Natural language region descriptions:

————

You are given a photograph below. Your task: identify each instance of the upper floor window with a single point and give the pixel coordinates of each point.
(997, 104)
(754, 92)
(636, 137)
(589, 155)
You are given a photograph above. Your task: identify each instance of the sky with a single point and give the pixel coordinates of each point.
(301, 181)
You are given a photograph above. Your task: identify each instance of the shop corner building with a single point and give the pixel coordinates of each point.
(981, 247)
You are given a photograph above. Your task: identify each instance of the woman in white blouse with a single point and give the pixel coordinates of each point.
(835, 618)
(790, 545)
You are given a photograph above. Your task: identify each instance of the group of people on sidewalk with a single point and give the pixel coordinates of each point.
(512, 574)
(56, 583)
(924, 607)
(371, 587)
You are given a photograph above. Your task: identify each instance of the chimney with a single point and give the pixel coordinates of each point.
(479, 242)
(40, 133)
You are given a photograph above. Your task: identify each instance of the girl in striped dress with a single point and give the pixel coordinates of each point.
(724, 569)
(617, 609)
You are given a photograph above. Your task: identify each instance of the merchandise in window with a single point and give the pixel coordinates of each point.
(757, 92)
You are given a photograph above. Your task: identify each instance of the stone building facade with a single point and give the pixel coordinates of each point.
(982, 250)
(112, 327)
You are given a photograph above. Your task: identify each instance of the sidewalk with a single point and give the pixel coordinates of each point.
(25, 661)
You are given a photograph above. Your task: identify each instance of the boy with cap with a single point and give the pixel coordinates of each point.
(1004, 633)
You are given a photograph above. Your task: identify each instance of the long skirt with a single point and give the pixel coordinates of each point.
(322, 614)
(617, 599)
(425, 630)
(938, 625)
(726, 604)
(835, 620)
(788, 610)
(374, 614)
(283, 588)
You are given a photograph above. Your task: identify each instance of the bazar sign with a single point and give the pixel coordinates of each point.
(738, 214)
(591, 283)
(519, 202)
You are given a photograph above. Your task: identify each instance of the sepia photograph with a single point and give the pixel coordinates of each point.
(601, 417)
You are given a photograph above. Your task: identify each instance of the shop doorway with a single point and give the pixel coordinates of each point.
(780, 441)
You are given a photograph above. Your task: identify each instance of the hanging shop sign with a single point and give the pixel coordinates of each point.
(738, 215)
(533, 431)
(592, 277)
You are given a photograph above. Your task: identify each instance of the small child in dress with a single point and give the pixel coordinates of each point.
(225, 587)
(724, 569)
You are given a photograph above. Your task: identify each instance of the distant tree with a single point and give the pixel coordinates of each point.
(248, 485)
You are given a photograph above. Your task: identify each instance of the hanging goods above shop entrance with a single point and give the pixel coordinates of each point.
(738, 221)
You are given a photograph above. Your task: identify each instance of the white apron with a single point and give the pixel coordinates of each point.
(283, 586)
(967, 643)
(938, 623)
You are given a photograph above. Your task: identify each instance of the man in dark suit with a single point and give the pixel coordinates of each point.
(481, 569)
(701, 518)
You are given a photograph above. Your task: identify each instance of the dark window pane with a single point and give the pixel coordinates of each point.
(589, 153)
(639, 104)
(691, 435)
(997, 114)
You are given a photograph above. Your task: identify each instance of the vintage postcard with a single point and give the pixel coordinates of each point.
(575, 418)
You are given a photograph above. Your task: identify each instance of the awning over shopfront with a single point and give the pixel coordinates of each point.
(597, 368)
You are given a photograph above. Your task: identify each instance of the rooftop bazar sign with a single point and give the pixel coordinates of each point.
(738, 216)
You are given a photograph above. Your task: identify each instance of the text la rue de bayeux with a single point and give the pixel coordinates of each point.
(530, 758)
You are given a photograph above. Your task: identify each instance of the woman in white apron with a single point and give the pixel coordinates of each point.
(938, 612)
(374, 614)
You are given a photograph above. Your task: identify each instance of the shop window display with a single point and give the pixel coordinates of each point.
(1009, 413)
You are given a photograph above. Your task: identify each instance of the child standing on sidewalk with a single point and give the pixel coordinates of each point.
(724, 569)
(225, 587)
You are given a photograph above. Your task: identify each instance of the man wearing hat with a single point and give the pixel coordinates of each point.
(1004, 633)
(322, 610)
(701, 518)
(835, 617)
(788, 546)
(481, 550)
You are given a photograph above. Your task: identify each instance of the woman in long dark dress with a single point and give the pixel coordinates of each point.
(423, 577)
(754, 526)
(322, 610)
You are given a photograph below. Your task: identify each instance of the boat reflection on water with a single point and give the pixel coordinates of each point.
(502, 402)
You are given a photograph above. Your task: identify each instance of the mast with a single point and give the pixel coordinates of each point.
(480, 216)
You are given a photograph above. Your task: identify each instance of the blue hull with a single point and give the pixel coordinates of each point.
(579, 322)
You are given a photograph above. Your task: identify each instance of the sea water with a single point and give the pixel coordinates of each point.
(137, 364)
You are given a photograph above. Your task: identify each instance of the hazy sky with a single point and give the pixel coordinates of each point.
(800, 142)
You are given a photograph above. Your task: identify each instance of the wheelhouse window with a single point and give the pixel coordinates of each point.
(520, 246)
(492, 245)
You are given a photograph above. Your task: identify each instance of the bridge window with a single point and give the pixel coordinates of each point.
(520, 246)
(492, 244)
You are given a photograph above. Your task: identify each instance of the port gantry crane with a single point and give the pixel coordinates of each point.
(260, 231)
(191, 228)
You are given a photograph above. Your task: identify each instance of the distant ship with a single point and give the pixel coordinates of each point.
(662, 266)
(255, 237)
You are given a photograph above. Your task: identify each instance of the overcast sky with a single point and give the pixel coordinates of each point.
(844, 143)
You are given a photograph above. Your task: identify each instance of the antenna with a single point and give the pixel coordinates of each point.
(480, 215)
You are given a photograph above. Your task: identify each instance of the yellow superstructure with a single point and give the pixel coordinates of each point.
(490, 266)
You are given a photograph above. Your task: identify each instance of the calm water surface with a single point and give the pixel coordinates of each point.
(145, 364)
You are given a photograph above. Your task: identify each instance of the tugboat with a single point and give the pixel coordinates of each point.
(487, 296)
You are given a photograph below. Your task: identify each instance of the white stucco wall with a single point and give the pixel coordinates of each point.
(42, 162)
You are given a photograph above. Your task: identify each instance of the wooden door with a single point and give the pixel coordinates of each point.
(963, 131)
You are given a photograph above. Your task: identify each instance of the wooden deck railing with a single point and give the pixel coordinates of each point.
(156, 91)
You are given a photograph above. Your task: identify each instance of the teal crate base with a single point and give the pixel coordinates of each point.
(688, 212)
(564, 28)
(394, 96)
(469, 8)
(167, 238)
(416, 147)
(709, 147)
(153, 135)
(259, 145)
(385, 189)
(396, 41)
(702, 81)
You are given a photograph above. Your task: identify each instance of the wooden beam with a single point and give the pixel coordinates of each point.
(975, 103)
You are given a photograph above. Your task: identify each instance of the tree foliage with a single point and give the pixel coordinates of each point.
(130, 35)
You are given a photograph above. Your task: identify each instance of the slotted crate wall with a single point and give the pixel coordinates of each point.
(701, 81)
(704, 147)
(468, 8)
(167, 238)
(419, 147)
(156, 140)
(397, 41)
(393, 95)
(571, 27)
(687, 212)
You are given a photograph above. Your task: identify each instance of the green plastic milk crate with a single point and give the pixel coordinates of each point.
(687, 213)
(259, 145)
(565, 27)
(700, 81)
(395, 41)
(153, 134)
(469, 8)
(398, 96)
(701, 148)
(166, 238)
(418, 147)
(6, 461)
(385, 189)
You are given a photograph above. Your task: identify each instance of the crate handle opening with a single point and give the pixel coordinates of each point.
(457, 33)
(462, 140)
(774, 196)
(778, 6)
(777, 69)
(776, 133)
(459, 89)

————

WHAT NEEDS TO BE DONE:
All of the entries above are to be written out again exactly.

YOUR RESPONSE:
You are given a photograph below. Your task: identify each instance of the upper floor window with a single point and give the pixel coordinates of each point.
(997, 104)
(754, 92)
(636, 137)
(589, 155)
You are given a photograph above. Your task: identify each instance of the sky with a single point and give the pixel coordinates of each point.
(301, 181)
You are given a photograph above. Your task: identify each instance of the shop corner building with a single point and give the pixel coordinates of each point.
(981, 247)
You are given a photograph above. Your task: identify each instance of the woman in white blouse with a single point and give the pixel coordinates of each point.
(835, 618)
(790, 545)
You are given a photograph above. Your task: identify each instance of the group of people on sidewalk with a single point and give the pixel coordinates of each point.
(512, 574)
(56, 583)
(924, 607)
(371, 587)
You are given a photograph above. Your task: identify each instance of the chimney with a single point and give the pixel coordinates of each point.
(479, 242)
(40, 133)
You are given a photograph above. Your task: identify each instance of the girl in striped dress with a single point and give the pixel coordinates of each point.
(724, 569)
(617, 609)
You are given a photograph above. Your task: identify each instance of the merchandise in window with a single point and give the pixel coordinates of each point.
(757, 92)
You are given a photograph above. Your task: identify each instance of the stone building facade with a single point and give the pixel coordinates of each point.
(982, 250)
(112, 327)
You are given a photograph above. Your task: identify each instance of the sidewalk with a single point and give the pixel coordinates of each point.
(25, 661)
You are given a photograph above. Your task: identify each instance of the boy with cap with a single point and give the pixel coordinates of each point.
(1004, 633)
You are given a photograph above. Your task: identify each instance of the long skirt with a single point and give the pixel coordinates of each point.
(322, 614)
(617, 599)
(425, 630)
(938, 625)
(726, 604)
(835, 620)
(788, 610)
(374, 614)
(283, 588)
You are given a photograph above. Your task: identify each instance of the bazar sign with a single point and give the pixel coordinates of each point.
(738, 214)
(591, 283)
(519, 202)
You are given a photograph above. Your task: identify each instance of the sepia photograph with a single point and give the pixel coordinates of each point.
(601, 417)
You are given a photograph above. Your task: identify each instance of the shop doorway with a single point and give the pixel coordinates of each point.
(780, 441)
You are given a photograph above. Your task: identify each instance of the hanging shop sign with a single point and give the pixel coordinates of each point.
(738, 215)
(533, 431)
(592, 277)
You are given a photograph above. Your task: identify each instance of the small child in dress with a single point and give the pixel coordinates of each point.
(225, 587)
(724, 569)
You are given a photograph above. Your task: identify each instance of the distant tree with a single point and give the pixel coordinates of each point.
(248, 485)
You are given a photograph above. Your task: identify each instance of the hanging goods above shop entrance with a single point and give the pixel coordinates of each point.
(738, 221)
You are given a photograph above. Your task: identify each instance of the white apron with a single point and give the pixel coordinates of each point.
(283, 586)
(967, 643)
(938, 623)
You are given a photograph above. Your task: identify each instance of the man in dark suit with a single point and give the pixel coordinates of each point.
(481, 569)
(701, 518)
You are given a photograph above. Your task: identify each instance of the dark window pane with a single point and give the pixel coordinates of each point.
(589, 153)
(639, 104)
(691, 435)
(997, 114)
You are given a photograph above. Your task: identify each instance of the vintage postcard with a single point and give the pixel coordinates of each point.
(575, 418)
You are given a photograph above. Your task: identify each instance of the awning over shopfront with a single point and give the pixel coordinates of each point.
(597, 368)
You are given a photograph above. Your task: identify each instance of the rooftop bazar sign with a single point and give the pixel coordinates of each point.
(738, 216)
You are given a photograph above. Your task: identify each instance of the text la rue de bayeux with a single point and give the pixel coordinates of each point.
(530, 758)
You are given a photograph above. Your task: identify each instance of the woman in white apron with a single point and give the pixel coordinates of each point.
(938, 612)
(374, 614)
You are given a photograph above. Your task: identify each instance of the shop window display with a single point and give the pixel coordinates of each point.
(1009, 413)
You are given a photograph above. Your task: identify each instance of the child standing on sidewalk with a single point and give the pixel coordinates of each point.
(724, 569)
(225, 587)
You are given a photograph above. Your task: identify each instance of the man wearing hat with a single point and give the pixel coordinates of each point.
(1004, 633)
(322, 610)
(701, 518)
(835, 617)
(788, 546)
(481, 550)
You are given a photograph above. Your task: identify each instance of the woman in long dark dress with a single point and give the pixel coordinates of each point.
(423, 577)
(754, 526)
(322, 610)
You are given a photograph below. Your task: identify each instance of the boat reflection on water with a single point and give the pixel coordinates of each point.
(502, 402)
You are given a photograph above. Your task: identify each instance of the mast with a single point and give the pixel coordinates of each point.
(480, 216)
You are given a photograph above. Your task: identify each instance of the blue hull with a single point and give the pixel coordinates of each point.
(579, 322)
You are given a photograph above. Your task: identify each instance of the sea water with a single point and give the pixel coordinates of each point.
(137, 364)
You are given a photograph above. Your task: identify each instance of the hazy sky with a single point and give the pixel coordinates of each point.
(800, 142)
You are given a photograph above. Your task: identify each instance of the wheelhouse window with a single point and give the pixel coordinates of each point.
(520, 246)
(492, 245)
You are given a photograph above. Your task: identify each instance of the bridge window with a single point and give the pixel coordinates of each point.
(520, 246)
(492, 244)
You are given a photograph above. Your task: identify each instance of the port gantry crane with a single point and give the pixel coordinates of each point.
(260, 231)
(191, 228)
You are given a photograph above. Your task: identify each instance of the distant ship with a single point and give the pixel coordinates of each point.
(662, 266)
(255, 237)
You are given a photograph above. Your task: identify each instance of the overcast sky with a single point and give the pixel coordinates of each point.
(844, 143)
You are given a photograph above. Your task: identify each instance of the antenna with a single point and give the pixel coordinates of each point.
(480, 215)
You are given a photograph above. Your task: identify each instance of the yellow superstructure with a single point and give the pixel coordinates of each point.
(490, 266)
You are given a photograph above. Your task: identify each instance of the calm water surface with a single point and give the pixel coordinates of each point.
(145, 364)
You are given a photograph above. Your task: identify each instance of the tugboat with a single point and give the pixel coordinates of each point.
(487, 296)
You are given a photograph below. Your task: identify each instance of the white stucco wall with a single point and give the pixel coordinates of each point.
(42, 162)
You are given a photograph above. Your task: identify each instance of the wooden door with a single point and give the pixel coordinates of each point.
(963, 131)
You are given a photograph above. Your task: identify each instance of the wooden deck railing with a single point and give the pixel coordinates of each point.
(156, 91)
You are given a photograph above. Your task: identify each instance of the teal crate base with a single point and give the pixel coordinates of each point.
(688, 212)
(564, 28)
(394, 96)
(469, 8)
(167, 238)
(416, 147)
(709, 147)
(153, 135)
(259, 145)
(385, 189)
(396, 41)
(702, 81)
You are given a photograph above. Your task: identify each instance of the wooden beam with a single point and give the pixel coordinates of each point.
(975, 103)
You are given a photograph above. Your task: identify each instance of the tree foliage with a single point and give the pixel coordinates of each point.
(130, 35)
You are given a photograph above. Your task: identify each instance of the slotted crate wall with a single point and give the pixel coordinates of each point.
(701, 81)
(704, 147)
(468, 8)
(167, 238)
(419, 147)
(156, 140)
(397, 41)
(393, 95)
(571, 27)
(687, 212)
You are given a photograph above. Your task: identify each instance of the green plastic milk crate with a single point and give the pixel coordinates of each point.
(687, 213)
(259, 145)
(565, 27)
(700, 81)
(395, 41)
(153, 134)
(469, 8)
(398, 96)
(701, 148)
(166, 238)
(418, 147)
(6, 461)
(385, 189)
You are given a photograph above. Your task: identify each instance of the crate handle opening with a single point and give the pixel coordinates of each point.
(457, 33)
(462, 140)
(774, 196)
(778, 6)
(777, 69)
(776, 133)
(459, 89)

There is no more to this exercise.